- **Excerpted records**:

Begin

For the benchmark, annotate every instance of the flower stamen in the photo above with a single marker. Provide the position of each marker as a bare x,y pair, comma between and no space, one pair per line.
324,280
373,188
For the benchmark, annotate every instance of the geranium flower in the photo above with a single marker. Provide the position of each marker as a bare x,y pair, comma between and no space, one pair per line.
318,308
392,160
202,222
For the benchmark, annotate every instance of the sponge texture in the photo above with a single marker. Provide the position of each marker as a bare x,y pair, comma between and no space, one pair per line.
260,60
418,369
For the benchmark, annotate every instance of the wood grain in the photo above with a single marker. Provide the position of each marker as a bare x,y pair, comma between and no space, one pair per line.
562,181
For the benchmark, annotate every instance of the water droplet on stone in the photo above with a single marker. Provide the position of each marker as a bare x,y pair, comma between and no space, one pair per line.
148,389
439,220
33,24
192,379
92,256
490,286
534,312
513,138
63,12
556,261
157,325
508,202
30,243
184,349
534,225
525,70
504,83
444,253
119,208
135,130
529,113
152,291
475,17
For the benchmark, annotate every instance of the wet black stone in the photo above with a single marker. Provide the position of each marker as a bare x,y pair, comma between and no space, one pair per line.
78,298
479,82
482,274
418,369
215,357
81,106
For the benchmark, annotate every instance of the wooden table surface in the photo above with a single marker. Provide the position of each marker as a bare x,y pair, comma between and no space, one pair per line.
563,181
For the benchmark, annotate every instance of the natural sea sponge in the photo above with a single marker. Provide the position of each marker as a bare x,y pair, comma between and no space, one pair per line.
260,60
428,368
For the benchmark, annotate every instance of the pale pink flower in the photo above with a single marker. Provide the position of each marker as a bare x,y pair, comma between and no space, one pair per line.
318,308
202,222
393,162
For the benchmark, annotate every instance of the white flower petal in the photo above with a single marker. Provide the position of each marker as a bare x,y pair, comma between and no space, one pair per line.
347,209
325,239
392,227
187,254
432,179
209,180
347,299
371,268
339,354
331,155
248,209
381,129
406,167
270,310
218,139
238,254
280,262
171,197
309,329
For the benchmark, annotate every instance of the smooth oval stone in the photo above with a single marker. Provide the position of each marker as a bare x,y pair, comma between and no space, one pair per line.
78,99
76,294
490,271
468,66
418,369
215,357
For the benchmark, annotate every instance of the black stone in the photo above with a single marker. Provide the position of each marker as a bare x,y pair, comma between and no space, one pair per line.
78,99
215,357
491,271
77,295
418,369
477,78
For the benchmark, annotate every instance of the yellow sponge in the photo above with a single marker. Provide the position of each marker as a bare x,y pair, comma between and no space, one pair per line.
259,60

End

- **Short exercise**: Change everything from the line containing "For the benchmark, annotate every instance of the yellow" down to the end of the records, replacing "single marker" with "single dot" and leaving all else unchanged.

- **Expected output**:
For the benchmark, annotate every instance of the yellow sponge in the photo above with a single dot. Provide the position of each marker as a bare x,y pair, comma between and no space, one pair per line.
259,60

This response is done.